Task objective
Update the records starting at the line that contains "Inventory check — is any metal flagpole" and ending after the line that contains "[[0, 171, 73, 276]]", replacing "box it" with "mark it" and changing nothing else. Give only those lines.

Source records:
------------

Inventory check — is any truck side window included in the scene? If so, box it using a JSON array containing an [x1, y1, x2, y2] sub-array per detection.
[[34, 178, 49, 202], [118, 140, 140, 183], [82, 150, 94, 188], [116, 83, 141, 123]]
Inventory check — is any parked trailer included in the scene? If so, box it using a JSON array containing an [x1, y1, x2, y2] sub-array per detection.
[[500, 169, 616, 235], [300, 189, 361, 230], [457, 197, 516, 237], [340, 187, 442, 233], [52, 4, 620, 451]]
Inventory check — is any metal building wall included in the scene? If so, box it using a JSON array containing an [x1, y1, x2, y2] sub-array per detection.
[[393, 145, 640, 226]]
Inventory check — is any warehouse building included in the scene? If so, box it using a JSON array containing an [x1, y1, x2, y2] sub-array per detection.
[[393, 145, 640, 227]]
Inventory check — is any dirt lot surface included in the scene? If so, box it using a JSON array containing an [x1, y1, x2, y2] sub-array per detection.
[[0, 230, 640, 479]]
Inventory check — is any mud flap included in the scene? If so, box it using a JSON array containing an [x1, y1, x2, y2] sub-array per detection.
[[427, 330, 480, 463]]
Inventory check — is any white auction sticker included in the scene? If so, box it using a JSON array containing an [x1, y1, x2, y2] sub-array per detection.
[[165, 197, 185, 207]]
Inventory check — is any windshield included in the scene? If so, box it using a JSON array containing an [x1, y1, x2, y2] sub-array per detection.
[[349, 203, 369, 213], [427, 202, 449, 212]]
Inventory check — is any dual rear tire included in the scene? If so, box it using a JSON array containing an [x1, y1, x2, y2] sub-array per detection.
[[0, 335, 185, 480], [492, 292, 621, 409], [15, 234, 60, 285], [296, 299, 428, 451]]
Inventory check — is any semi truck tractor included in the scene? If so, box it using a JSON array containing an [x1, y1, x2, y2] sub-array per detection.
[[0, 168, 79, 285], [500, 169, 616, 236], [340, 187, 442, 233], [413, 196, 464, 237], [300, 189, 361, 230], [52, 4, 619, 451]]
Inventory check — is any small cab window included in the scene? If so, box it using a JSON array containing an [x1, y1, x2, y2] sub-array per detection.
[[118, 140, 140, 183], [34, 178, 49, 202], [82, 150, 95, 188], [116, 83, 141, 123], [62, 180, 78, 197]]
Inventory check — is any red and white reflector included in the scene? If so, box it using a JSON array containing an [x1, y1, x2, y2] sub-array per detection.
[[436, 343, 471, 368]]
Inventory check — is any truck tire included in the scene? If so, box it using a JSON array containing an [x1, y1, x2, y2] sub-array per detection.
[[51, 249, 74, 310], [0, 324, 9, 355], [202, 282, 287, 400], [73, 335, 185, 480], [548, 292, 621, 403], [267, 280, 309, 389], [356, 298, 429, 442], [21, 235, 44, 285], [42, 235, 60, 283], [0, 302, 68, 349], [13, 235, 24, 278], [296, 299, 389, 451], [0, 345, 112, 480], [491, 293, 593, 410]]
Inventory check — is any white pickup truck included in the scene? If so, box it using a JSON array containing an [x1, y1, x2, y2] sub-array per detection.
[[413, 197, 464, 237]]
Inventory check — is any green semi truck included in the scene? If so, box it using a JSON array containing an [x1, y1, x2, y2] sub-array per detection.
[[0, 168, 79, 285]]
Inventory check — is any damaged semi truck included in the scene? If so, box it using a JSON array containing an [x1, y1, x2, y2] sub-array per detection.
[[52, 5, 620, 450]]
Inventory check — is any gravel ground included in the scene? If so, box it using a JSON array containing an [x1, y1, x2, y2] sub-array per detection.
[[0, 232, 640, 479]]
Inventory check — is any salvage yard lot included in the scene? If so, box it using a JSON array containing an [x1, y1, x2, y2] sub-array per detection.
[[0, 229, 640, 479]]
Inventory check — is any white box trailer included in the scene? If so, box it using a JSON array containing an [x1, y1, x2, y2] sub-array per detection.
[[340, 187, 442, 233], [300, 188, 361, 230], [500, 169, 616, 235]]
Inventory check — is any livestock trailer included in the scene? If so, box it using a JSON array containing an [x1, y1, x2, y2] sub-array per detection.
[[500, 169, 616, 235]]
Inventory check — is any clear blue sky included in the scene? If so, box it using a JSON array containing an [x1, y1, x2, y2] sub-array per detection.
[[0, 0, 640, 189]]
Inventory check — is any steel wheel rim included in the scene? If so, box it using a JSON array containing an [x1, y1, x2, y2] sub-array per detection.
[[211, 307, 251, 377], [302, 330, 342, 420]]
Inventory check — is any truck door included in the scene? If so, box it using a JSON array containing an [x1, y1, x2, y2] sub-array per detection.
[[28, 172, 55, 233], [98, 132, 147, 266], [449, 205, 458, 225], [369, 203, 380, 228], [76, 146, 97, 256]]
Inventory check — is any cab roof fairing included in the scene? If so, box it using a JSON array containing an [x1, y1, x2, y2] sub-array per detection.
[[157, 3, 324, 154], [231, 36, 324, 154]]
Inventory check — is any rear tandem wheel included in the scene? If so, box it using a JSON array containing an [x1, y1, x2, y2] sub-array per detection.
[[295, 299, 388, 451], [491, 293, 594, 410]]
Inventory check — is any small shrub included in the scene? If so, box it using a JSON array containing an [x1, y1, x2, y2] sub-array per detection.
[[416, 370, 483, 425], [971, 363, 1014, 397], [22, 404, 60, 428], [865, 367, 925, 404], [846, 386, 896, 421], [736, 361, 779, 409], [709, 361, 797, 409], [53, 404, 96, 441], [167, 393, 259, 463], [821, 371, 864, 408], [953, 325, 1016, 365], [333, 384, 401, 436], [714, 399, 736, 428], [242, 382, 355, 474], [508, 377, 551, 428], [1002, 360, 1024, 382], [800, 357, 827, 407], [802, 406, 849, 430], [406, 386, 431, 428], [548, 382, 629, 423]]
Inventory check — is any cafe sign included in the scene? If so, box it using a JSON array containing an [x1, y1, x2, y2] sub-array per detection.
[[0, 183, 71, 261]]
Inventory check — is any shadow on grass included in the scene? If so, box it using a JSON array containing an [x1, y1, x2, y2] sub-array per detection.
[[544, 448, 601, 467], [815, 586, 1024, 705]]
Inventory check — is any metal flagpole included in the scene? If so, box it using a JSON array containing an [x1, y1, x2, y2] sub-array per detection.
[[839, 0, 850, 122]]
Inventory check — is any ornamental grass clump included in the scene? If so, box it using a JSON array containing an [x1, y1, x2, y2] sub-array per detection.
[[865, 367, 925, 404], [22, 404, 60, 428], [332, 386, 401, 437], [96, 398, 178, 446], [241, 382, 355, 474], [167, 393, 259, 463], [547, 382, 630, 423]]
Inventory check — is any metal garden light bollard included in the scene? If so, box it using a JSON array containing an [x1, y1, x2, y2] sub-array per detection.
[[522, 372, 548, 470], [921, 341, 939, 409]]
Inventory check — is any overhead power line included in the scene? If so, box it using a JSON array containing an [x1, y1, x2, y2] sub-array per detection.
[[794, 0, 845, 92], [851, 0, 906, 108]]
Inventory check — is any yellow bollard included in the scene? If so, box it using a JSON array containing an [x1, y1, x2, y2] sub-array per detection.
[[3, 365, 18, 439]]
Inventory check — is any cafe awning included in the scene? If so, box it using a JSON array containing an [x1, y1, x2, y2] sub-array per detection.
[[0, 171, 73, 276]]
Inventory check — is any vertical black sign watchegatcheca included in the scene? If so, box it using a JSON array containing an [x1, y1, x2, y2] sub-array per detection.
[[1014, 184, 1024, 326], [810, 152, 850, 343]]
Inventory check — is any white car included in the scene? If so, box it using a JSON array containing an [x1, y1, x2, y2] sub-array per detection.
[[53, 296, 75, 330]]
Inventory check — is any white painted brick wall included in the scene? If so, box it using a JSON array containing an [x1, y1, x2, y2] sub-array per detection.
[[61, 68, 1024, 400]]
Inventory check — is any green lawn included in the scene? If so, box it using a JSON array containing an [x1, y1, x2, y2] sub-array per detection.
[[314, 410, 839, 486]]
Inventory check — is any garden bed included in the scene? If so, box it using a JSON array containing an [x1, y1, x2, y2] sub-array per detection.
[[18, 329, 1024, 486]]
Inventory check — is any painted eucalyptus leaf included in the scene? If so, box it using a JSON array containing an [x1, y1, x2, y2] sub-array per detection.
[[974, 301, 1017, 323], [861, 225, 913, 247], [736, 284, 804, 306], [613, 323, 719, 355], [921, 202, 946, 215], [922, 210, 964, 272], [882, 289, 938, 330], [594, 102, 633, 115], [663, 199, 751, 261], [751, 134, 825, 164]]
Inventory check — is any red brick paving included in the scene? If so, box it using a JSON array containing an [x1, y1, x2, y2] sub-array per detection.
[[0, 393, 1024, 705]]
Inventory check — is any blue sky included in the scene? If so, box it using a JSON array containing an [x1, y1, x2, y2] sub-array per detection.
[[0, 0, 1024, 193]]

------------

Task solution
Inventory check — is any metal flagpole included in the scene? If so, mark it using a JSON array containing an [x1, y1, x2, y2] sub-array per detection.
[[839, 0, 850, 122]]
Inventory check — is any ornamental grass clump included in the scene? If so, mark it using a JSON array containing an [x1, y1, x2, y2] sub-array per detection.
[[865, 367, 925, 404], [22, 404, 60, 428], [332, 386, 401, 437], [96, 398, 178, 446], [241, 382, 355, 474], [167, 393, 259, 463], [547, 382, 630, 423]]
Inventory check — is any metal garden light bollard included in the scene? If so, mark it using a JSON array containing an [x1, y1, x2, y2] sub-array per detection.
[[522, 372, 548, 470], [921, 341, 939, 409]]
Inventory check — is any overhead power line included in the scene? If so, mark it using a JSON array containing an [x1, y1, x2, y2] sub-array per detection.
[[794, 0, 845, 92], [851, 0, 906, 108]]
Inventory check — is any yellow bollard included in the scene? If so, mark it using a JSON array containing an [x1, y1, x2, y2] sub-array per detection.
[[3, 365, 18, 439]]
Inventory check — is any cafe awning included in the scene? If so, mark it using a JSON array containing an [x1, y1, x2, y2] sub-array per detection.
[[0, 171, 73, 276]]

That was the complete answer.